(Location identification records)

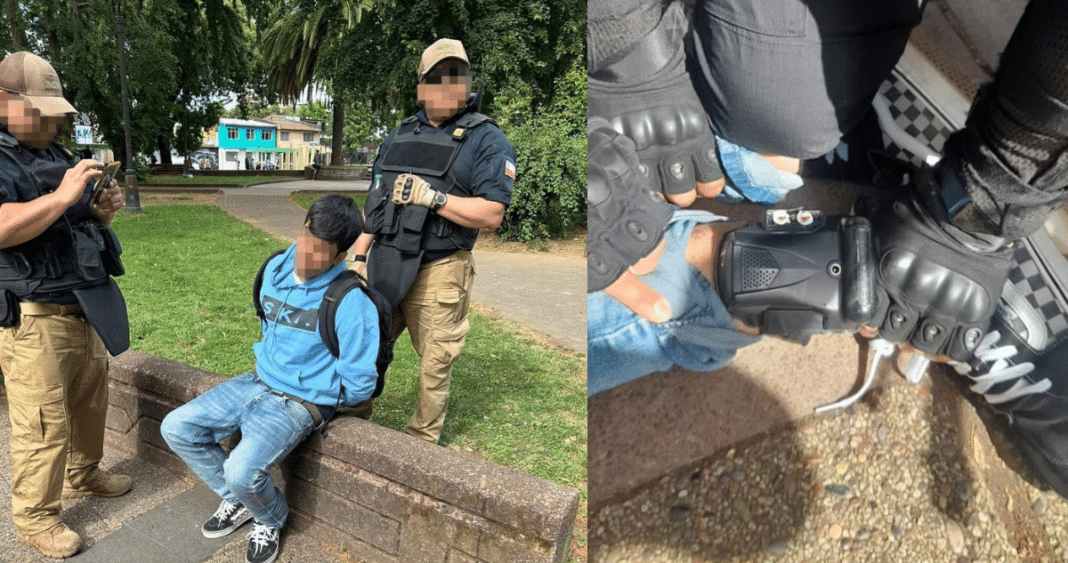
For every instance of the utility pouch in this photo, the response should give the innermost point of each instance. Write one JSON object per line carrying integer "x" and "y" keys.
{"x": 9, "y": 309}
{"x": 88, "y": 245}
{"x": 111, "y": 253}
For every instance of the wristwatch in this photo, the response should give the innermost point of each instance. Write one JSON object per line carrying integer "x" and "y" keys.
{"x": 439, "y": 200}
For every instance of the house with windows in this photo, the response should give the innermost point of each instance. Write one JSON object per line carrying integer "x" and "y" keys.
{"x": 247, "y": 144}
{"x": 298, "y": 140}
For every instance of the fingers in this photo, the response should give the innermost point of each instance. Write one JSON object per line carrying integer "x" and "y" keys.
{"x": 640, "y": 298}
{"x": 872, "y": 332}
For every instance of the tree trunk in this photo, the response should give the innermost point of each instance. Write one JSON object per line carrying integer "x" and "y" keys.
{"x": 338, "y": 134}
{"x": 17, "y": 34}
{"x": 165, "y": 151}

> [INSTRUCTION] Turn every line of the records above into a numbered list, leaving out blank lines and the pictures.

> [COMPLETE ANSWER]
1. For every instance of the utility pouch in this photo, the response should give the innermost point of each instance. Write one JSON object per line carrying integer "x" and "y" keys.
2. {"x": 9, "y": 309}
3. {"x": 88, "y": 245}
4. {"x": 111, "y": 253}
5. For every instance of the wristwatch in this photo, the response should give the innermost point of each instance. Write one JSON object per line carrying integer "x" and "y" keys.
6. {"x": 439, "y": 200}
7. For every instance of the house with windows in this photo, the response should give the innermost point of each instance. Write one JSON object per line carrying integer "x" and "y" keys.
8. {"x": 247, "y": 144}
9. {"x": 298, "y": 140}
10. For every instance of the fingers in this photo, the response should give the innermost point of each instance. Write one JSON object per line carrying integer "x" and "y" keys.
11. {"x": 640, "y": 298}
12. {"x": 872, "y": 332}
13. For every instance of the tree trunk in this photo, the response should give the innermost point of each instance. Write one JSON object per line carrying integer "x" and "y" keys.
14. {"x": 338, "y": 134}
15. {"x": 17, "y": 34}
16. {"x": 165, "y": 151}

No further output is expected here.